Excerpts from a dataset
◇ ◇ ◇ ◇ ◇

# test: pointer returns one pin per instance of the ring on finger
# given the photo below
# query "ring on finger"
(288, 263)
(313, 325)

◇ ◇ ◇ ◇ ◇

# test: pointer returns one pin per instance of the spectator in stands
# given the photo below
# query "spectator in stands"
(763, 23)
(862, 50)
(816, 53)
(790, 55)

◇ ◇ ◇ ◇ ◇

#### INSTRUCTIONS FOR THE TASK
Whenever the word "instance" shows up in a line above, copy that line.

#### PROBLEM SOLUTION
# test: pointer returns one pin per instance of the ring on finger
# test: pointer returns one pin per instance of the spectator in stands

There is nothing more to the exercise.